(PASSAGE PROVIDED)
>>
The advent of 5G and beyond has revolutionized the Internet of Things (IoT), connecting a vast network of intelligent devices, from smartphones to vehicles and even smart furniture. However, this interconnected world has heightened the risk of information theft and leakage, particularly through cyberattacks powered by machine and deep learning algorithms. To address these challenges, our research focuses on developing next-generation hardware-based encryption technologies, with a special emphasis on physically unclonable functions (PUFs).

In a pioneering effort, we have successfully integrated non-Hermitian electromagnetic systems with PUFs, creating secure systems for wireless identification and communication that exhibit unmatched features such as unclonability, unpredictability, and irreproducibility. Building on this foundation, we are exploring novel PUF strategies and systems using emerging materials and frameworks grounded in advanced electromagnetic theory. Our research, published in Nature Communications and Science Advances, demonstrates how quantum theory can be harnessed for real-world applications, paving the way for a future where secure communication and identification are both robust and accessible.

In 1998, a groundbreaking proposal revealed that non-Hermitian Hamiltonians could also exhibit real eigenspectra, sparking an explosion of interest in non-Hermitian physics. This field initially flourished in optics due to the striking similarity between Maxwell's equations and the Schrödinger equation under specific conditions. Our research extends this fascinating concept to electronics and electromagnetics—fields that are deeply integrated into our daily lives.

We have successfully developed parity-time (PT) symmetric systems using electronic components, observing their unique spectral properties in electromagnetic regimes. Beyond fundamental insights, our work explores practical applications at the forefront of applied physics, such as noise suppression, sensitivity enhancement, and robust wireless power transfer. Our research not only advances theoretical frameworks but also unveils pathways to real-world applications of non-Hermitian electromagnetics, offering students a unique opportunity to contribute to innovations that could shape future technologies.

In the era of the Internet of Things (IoT), self-healthcare monitoring has become an integral part of modern life. However, traditional sensors and actuators are often constrained by bulky, rigid materials, making them unsuitable for applications like epidermal or implantable biomedical sensing. Our research is transforming this landscape by developing fully soft electronic and electromagnetic systems that seamlessly integrate with the human body—whether attached to the skin or implanted in vivo.
<<
(EXERCISE REQUIREMENTS)
Could you reproduce the research overview word for word, between "In 1998, a groundbreaking" and "our daily lives.", inclusive? The records that come next have nothing to do with the research overview.

(SUPPLIED RECORDS)
>>
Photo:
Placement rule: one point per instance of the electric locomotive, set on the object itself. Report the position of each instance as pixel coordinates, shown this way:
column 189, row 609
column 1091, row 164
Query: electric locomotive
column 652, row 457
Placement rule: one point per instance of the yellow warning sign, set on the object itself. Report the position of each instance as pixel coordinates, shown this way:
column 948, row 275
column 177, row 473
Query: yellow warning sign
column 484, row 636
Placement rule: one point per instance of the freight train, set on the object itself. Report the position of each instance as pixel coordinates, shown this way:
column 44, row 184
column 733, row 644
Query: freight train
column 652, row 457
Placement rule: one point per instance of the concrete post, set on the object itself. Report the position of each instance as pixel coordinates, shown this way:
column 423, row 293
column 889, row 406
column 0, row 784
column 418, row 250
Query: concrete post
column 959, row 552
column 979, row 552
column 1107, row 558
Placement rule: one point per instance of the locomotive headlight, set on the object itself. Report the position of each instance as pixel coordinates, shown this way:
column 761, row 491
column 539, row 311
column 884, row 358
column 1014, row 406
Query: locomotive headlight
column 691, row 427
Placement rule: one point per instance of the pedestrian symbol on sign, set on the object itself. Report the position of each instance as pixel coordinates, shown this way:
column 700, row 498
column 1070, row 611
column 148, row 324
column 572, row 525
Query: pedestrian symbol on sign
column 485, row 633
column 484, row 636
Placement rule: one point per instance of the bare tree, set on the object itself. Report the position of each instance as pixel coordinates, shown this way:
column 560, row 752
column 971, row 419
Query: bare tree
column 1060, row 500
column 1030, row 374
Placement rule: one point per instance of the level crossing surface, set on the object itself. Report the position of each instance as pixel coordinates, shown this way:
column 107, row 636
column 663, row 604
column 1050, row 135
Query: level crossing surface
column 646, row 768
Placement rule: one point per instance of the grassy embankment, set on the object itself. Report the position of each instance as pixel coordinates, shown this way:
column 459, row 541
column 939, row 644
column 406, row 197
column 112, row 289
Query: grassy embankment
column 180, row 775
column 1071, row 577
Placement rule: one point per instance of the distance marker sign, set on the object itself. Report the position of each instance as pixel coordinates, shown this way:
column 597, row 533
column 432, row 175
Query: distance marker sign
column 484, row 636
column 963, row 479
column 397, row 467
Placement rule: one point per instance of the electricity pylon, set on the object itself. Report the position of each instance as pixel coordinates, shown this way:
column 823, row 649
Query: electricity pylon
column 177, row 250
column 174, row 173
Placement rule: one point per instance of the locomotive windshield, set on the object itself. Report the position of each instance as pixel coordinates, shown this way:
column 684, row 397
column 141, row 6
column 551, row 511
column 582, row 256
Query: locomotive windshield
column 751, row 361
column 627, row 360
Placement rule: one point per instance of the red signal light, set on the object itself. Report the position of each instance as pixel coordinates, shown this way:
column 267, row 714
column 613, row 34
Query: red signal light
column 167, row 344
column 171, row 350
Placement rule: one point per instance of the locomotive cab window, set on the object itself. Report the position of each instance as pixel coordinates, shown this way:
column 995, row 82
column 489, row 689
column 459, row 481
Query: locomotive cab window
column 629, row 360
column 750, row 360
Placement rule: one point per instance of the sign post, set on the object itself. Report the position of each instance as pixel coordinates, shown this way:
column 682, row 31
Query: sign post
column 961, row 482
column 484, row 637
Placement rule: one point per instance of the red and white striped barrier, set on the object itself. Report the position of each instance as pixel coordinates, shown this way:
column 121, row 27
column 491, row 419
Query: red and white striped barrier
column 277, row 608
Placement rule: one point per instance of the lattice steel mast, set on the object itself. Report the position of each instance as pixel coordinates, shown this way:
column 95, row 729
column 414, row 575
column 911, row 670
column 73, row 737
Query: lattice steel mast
<<
(SOLUTION TO THIS EXERCISE)
In 1998, a groundbreaking proposal revealed that non-Hermitian Hamiltonians could also exhibit real eigenspectra, sparking an explosion of interest in non-Hermitian physics. This field initially flourished in optics due to the striking similarity between Maxwell's equations and the Schrödinger equation under specific conditions. Our research extends this fascinating concept to electronics and electromagnetics—fields that are deeply integrated into our daily lives.